- **Items from a dataset**:

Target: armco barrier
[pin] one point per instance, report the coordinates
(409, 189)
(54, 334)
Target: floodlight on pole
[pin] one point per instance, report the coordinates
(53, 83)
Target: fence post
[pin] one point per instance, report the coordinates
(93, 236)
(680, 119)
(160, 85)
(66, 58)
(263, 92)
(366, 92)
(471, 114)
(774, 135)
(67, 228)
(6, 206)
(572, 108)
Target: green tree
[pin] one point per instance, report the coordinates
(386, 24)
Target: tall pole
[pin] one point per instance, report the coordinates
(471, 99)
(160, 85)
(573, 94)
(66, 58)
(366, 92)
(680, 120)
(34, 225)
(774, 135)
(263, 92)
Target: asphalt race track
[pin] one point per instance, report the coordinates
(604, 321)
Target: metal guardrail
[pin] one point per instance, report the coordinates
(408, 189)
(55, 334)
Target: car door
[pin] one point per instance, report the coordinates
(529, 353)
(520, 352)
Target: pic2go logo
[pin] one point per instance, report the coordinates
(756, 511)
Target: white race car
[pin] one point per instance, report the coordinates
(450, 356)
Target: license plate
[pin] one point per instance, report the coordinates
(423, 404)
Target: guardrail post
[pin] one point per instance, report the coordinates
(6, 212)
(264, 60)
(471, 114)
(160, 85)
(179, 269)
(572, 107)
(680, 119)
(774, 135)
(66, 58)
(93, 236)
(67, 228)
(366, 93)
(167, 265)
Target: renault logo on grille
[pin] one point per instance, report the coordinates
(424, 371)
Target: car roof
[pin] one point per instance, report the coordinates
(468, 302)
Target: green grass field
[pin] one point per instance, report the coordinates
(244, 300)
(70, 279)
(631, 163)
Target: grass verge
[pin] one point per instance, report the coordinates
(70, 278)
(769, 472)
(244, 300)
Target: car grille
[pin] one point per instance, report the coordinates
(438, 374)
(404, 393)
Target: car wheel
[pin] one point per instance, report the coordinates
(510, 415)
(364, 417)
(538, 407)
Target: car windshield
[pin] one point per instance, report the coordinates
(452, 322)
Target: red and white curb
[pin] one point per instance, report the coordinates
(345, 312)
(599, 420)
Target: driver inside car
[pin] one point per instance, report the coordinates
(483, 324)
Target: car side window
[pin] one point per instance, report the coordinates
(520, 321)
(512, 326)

- **Task instructions**: Without skipping anything, transcribe every line above exactly.

- **Solution for this problem**:
Target: armco barrier
[pin] one point per instance, report the coordinates
(409, 189)
(54, 334)
Target: floodlight on pole
[pin] one point per instance, report the coordinates
(53, 83)
Target: fence post
[pin] one point per instance, report the coordinates
(93, 236)
(680, 119)
(160, 85)
(66, 58)
(263, 92)
(366, 92)
(471, 114)
(774, 135)
(67, 228)
(6, 206)
(572, 108)
Target: green tree
[pin] one point per instance, report the coordinates
(386, 24)
Target: tall pole
[pin] one point per instance, report the coordinates
(471, 99)
(160, 85)
(573, 94)
(66, 58)
(366, 92)
(680, 120)
(34, 225)
(774, 135)
(263, 92)
Target: asphalt race track
[pin] one point per instance, report the coordinates
(604, 321)
Target: metal guardrail
[pin] one point per instance, report the coordinates
(408, 189)
(55, 334)
Target: car door
[pin] one point per instance, report the coordinates
(529, 353)
(520, 352)
Target: pic2go logo
[pin] one point per instance, report the coordinates
(756, 511)
Target: white race car
[pin] one point per instance, report the coordinates
(450, 356)
Target: license plate
[pin] one point per instance, report the coordinates
(423, 404)
Target: guardrail post
[pin] one point per instance, report the coordinates
(6, 212)
(264, 60)
(471, 114)
(160, 85)
(179, 269)
(572, 107)
(680, 119)
(774, 135)
(66, 58)
(93, 236)
(67, 228)
(366, 93)
(167, 265)
Target: renault logo on grille
[pin] one point per instance, report the coordinates
(424, 371)
Target: car roof
[pin] one point per instance, report the coordinates
(468, 302)
Target: green grass field
[pin] one point per instance, report the coordinates
(244, 300)
(70, 279)
(631, 163)
Target: grass verge
[pin] one point per instance, report the coordinates
(70, 278)
(769, 472)
(244, 300)
Target: car grille
[pin] one point per instance, report the coordinates
(438, 374)
(404, 393)
Target: car wheel
[pin] one point per instance, report the coordinates
(510, 415)
(364, 417)
(538, 407)
Target: car windshield
[pin] one point per instance, report the coordinates
(452, 322)
Target: red and white curb
[pin] one point per instance, report the coordinates
(345, 312)
(599, 420)
Target: driver inside car
[pin] one point per instance, report the coordinates
(483, 324)
Target: car side window
[pin] one point per instance, report the coordinates
(520, 321)
(512, 326)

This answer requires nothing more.